(Contour annotation records)
● ● ● ●

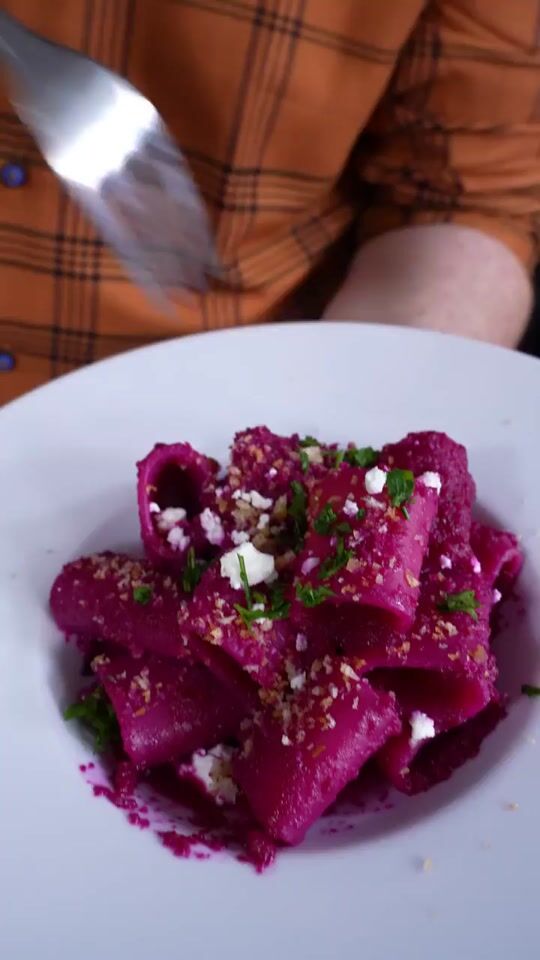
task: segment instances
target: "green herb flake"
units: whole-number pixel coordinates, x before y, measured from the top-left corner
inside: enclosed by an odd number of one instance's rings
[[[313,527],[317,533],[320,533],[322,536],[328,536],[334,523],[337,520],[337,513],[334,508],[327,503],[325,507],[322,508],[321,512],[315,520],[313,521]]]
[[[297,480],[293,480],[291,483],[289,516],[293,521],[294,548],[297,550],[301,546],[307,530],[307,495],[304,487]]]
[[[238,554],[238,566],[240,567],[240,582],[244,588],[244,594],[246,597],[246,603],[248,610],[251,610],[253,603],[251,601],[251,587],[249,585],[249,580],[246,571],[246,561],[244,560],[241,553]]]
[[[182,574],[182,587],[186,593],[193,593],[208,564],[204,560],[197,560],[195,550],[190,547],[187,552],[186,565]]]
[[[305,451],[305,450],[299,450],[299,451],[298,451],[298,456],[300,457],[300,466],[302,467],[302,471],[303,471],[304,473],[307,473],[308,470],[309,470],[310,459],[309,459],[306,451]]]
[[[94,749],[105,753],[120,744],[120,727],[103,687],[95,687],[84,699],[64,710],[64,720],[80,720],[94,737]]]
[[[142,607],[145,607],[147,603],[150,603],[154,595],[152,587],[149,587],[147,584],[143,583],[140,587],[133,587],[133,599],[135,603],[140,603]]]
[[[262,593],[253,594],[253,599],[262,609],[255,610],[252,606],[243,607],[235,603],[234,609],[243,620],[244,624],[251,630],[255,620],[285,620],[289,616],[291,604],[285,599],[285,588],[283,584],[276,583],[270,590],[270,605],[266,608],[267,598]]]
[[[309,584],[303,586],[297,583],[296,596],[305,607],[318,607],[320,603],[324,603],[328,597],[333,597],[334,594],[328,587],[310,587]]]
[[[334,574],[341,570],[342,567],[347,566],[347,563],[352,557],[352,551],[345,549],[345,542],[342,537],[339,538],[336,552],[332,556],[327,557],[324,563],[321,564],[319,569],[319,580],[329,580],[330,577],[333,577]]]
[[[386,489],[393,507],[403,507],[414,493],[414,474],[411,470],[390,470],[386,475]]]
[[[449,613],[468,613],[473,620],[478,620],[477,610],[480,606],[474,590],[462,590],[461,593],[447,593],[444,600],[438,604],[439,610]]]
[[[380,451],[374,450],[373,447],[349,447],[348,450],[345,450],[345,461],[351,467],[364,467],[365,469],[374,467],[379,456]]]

● ● ● ●

• _WHAT TO DO_: Show each line above that contains the string "number". Treat uppercase and lowercase letters as distinct.

• _RESULT OF THIS EXERCISE_:
units: whole-number pixel coordinates, x before y, measured from the top-left corner
inside: enclosed by an odd number of one instance's rings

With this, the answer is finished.